Copy out lines with the word "shirt" from the material that follows.

+===+

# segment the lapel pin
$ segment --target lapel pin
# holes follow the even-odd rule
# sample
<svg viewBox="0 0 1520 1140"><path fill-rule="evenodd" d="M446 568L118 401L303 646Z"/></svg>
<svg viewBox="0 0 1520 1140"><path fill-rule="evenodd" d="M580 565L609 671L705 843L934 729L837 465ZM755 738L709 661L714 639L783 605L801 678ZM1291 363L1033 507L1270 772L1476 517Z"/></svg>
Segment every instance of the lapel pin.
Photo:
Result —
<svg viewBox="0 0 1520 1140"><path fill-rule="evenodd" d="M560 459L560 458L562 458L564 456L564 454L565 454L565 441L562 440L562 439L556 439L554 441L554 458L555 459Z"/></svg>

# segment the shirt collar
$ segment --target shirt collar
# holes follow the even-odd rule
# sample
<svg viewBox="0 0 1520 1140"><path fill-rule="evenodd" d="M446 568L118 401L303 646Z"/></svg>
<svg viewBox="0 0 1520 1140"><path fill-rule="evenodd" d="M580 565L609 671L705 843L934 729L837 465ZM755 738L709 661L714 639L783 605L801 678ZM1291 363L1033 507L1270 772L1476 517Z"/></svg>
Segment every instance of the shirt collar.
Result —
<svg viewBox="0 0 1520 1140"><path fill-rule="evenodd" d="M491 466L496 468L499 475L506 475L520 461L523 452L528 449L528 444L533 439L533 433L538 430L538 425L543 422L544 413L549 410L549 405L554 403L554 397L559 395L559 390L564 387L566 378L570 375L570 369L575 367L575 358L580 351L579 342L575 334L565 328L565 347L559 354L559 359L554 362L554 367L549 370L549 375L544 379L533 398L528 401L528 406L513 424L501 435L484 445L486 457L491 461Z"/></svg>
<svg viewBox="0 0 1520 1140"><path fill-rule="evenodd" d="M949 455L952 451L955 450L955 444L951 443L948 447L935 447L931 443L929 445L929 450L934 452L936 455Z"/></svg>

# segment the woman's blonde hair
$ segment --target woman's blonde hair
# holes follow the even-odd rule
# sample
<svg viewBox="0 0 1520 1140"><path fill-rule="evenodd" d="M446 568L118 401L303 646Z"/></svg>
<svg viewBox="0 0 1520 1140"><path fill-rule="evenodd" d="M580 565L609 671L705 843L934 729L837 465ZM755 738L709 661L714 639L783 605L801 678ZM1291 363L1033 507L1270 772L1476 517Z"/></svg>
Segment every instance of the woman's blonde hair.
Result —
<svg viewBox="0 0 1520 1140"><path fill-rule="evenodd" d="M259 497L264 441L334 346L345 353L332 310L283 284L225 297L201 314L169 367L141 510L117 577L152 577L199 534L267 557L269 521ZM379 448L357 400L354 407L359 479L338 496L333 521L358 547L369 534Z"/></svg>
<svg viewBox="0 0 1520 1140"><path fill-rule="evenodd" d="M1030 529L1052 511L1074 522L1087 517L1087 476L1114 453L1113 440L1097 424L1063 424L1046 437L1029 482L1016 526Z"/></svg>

+===+

Response to the task
# segment the shirt collar
$ segment --target shirt collar
Segment every instance of the shirt collar.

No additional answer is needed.